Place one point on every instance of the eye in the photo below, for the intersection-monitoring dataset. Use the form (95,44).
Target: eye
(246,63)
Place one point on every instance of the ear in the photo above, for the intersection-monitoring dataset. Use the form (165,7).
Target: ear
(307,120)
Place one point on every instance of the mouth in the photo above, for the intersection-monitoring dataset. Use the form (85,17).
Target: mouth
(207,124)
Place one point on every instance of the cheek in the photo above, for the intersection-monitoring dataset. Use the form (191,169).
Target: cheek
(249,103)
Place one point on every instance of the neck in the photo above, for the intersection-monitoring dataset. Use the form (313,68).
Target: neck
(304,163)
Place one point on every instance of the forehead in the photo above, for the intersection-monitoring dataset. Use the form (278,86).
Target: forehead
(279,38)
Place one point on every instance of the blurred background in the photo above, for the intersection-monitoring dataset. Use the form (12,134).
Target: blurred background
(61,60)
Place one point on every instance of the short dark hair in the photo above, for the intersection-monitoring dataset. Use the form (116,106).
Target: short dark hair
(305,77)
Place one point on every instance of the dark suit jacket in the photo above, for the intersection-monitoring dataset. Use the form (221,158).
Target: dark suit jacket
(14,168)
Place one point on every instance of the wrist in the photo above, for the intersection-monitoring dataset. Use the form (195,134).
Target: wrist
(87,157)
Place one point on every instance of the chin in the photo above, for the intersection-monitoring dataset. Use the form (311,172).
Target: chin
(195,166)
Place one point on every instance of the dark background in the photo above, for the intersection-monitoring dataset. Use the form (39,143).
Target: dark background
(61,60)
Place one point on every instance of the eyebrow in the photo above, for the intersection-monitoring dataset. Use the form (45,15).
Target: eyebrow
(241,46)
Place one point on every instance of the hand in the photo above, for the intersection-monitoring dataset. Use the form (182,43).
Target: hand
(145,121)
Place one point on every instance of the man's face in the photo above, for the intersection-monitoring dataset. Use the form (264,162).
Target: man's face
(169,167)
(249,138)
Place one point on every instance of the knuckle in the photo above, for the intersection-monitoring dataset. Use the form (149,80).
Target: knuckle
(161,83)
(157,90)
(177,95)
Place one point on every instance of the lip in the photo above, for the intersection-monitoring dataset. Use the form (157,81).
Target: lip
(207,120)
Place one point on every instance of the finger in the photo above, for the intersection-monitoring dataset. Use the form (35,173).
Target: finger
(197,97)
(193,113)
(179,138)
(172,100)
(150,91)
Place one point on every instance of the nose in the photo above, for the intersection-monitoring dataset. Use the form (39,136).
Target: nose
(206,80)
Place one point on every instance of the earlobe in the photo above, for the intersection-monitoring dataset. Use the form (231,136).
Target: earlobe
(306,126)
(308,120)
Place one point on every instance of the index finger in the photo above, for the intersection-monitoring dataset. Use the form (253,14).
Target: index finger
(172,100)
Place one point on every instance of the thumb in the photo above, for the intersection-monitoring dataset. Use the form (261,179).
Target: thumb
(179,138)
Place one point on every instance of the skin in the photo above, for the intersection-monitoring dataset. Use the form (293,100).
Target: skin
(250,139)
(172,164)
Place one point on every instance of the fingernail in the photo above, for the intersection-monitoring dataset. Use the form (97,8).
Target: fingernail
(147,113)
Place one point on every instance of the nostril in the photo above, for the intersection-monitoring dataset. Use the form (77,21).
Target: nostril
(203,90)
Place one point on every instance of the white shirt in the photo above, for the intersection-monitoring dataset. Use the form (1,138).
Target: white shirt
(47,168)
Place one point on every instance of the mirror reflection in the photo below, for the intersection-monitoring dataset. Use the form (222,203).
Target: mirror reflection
* * * * *
▶ **Exercise goal**: Please copy out all of the data above exactly as it appears.

▶ **Complete answer**:
Place one point on every instance of the eye in the photo below, for the intersection-monitoring dataset. Use the form (95,44).
Target: eye
(246,63)
Place one point on every instance of the ear in the photo above, for the intersection-monitoring dataset. Use the form (165,7).
Target: ear
(307,120)
Place one point on every instance of the mouth in the photo above, for the intersection-monitoring dataset. Use the form (85,17).
Target: mouth
(207,124)
Place one point on every instance of the cheek in the photo above, for the intersection-monitoring dataset. Use the form (191,169).
Target: cheek
(249,103)
Place one point on every instance of the neck in the photo above, for the intersection-monitoring dataset. Use the form (313,68).
Target: neck
(304,163)
Place one point on every instance of the forehead in the photo above, for the intersection-monitoring dataset. Use the form (278,86).
Target: forehead
(279,38)
Place one point on every instance of the blurred background in the photo above, for the intersection-monitoring dataset. Use the form (12,134).
Target: blurred background
(61,60)
Place one point on every instance of the short dark hair in the photo above, for the intersection-monitoring dataset. Use the form (116,106).
Target: short dark hair
(305,77)
Place one point on every instance of the dark suit jacket in the photo above, for the intersection-monitoring dataset. Use the form (221,158).
Target: dark suit jacket
(14,168)
Place one point on every instance of the wrist in the photo above, for the intersection-monitoring dataset. Use the form (195,134).
Target: wrist
(87,157)
Place one point on every instance of the chin in the photo above, for the intersection-monitoring dataset. Use the form (311,172).
Target: chin
(195,166)
Place one point on every instance of the dark background in the photo above, for the intersection-monitoring dataset. Use the form (39,143).
Target: dark background
(61,60)
Place one point on every instance of the eyebrow in the photo above, for the intersection-monitoring dataset. Use the form (45,15).
Target: eyebrow
(241,46)
Place one point on every instance of the hand in the photo above, for the intersection-monitoring dataset. Use the form (182,43).
Target: hand
(145,121)
Place one point on every instance of the man's face in the photo above, for the intersection-monitoring dataset. Use the form (264,162).
Target: man's face
(169,167)
(249,138)
Place one point on every instance of the knuckle in the photo above, for the intersection-monitoring dataset. Use the form (149,80).
Target: knuckle
(161,83)
(157,90)
(177,95)
Place one point on every instance of the lip in the photo above, for the intersection-monitoring dataset. Use the form (157,81).
Target: lip
(207,120)
Place one point on every instance of the finger in the photo above, for the intersection-monitoring dataset. Use the form (35,173).
Target: finger
(197,97)
(193,113)
(179,138)
(172,100)
(150,91)
Place one point on every instance of the nose in the photo above, for the intersection-monitoring dataset. Use the form (39,136).
Target: nose
(206,80)
Place one point on every instance of the earlobe in the photo above, for the intersection-monitoring dataset. Use the form (231,136).
Target: earlobe
(306,126)
(308,120)
Place one point on every instance of the index finger in the photo above, for the intersection-monitoring dataset. Use the form (253,14).
Target: index finger
(172,100)
Place one point on every instance of the thumb in the photo above, for the intersection-monitoring dataset. Use the form (261,179).
Target: thumb
(179,138)
Place one point on every instance of the skin in the photo above, for the intersection-monitoring dataset. Use the form (293,100).
Target: skin
(250,139)
(172,164)
Place one point on every instance of the fingernail in the photo above, for the intersection-monitoring dataset. Use the form (97,8).
Target: fingernail
(147,113)
Place one point on every instance of the nostril in the photo above, for the intersection-monitoring dataset. Use the form (77,21).
Target: nostril
(203,90)
Place one point on every instance of the white shirt in the photo above, for the intersection-monitoring dataset. Use the form (1,138).
Target: white shirt
(47,168)
Place one point on every instance of the mirror reflection in the photo below, for the intersection-monitoring dataset. Use the form (222,203).
Target: mirror reflection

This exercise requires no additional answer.